--- Start of Extract provided ---

1
votes

I recently built a random forest model using the ranger package in R. However, I noticed that the predictions stored in the ranger object during training (accessible with model$predictions) do not match the prediction I get if I run the predict command on the same dataset using the model created. The following code reproduces the problem on the mtcars dataset. I created a binary variable just for the sake of converting this to a classification problem though I saw similar results with regression trees as well.

library(datasets)
library(ranger)
mtcars <- mtcars
mtcars$mpg2 <- ifelse(mtcars$mpg > 19.2 , 1, 0)
mtcars <- mtcars[,-1]
mtcars$mpg2 <- as.factor(mtcars$mpg2)
set.seed(123)
mod <- ranger(mpg2 ~ ., mtcars, num.trees = 20, probability = T)
mod$predictions[1,] # Probability of 1 = 0.905
predict(mod, mtcars[1,])$predictions # Probability of 1 = 0.967

This problem also carries on to the randomForest package where I observed a similar problem reproducible with the following code.

library(randomForest)
set.seed(123)

--- End of Extract provided ---
--- Start of Dataset section ---

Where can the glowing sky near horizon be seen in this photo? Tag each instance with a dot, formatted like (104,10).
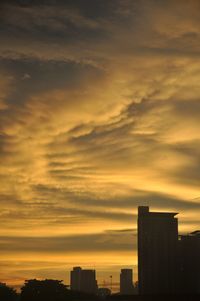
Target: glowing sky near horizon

--- End of Dataset section ---

▶ [Problems to work on]
1. In the question about ranger predictions, why does the writer make the new variable mpg2 from mpg? Answer in one to three sentences.
2. Continue the question about mismatched random forest predictions, starting right after its last line.
The material plays no part in what follows.

▶ [Task responses]
1. The writer makes mpg2 as a binary variable only to turn the mtcars data into a classification problem. The writer also notes seeing similar results with regression trees.

2.
mod <- randomForest(mpg2 ~ ., mtcars, ntree = 20)
mod$votes[1,]
predict(mod, mtcars[1,], type = "prob")

Can someone please tell me why this is happening? I would expect the results to be the same. Am I doing something wrong or is there an error in my understanding of some inherent property of random forest that leads to this scenario?

2

2 Answers

3
votes

I think you may want to look a little more deeply into how a random forest works. I really recommend Introduction to Statistical Learning in R (ISLR), which is available for free online here.

That said, I believe the main issue here is that you are treating the mod$votes value and the predict() value as the same, when they are not quite the same thing. If you look at the documentation of the randomForest function, the mod$votes or mod$predicted values are out-of-bag ("OOB") predictions for the input data. This is different from the value that the predict() function produces, which evaluates an observation on the model produced by randomForest(). Typically, you would want to train the model on one set of data, and use the predict() function on the test set.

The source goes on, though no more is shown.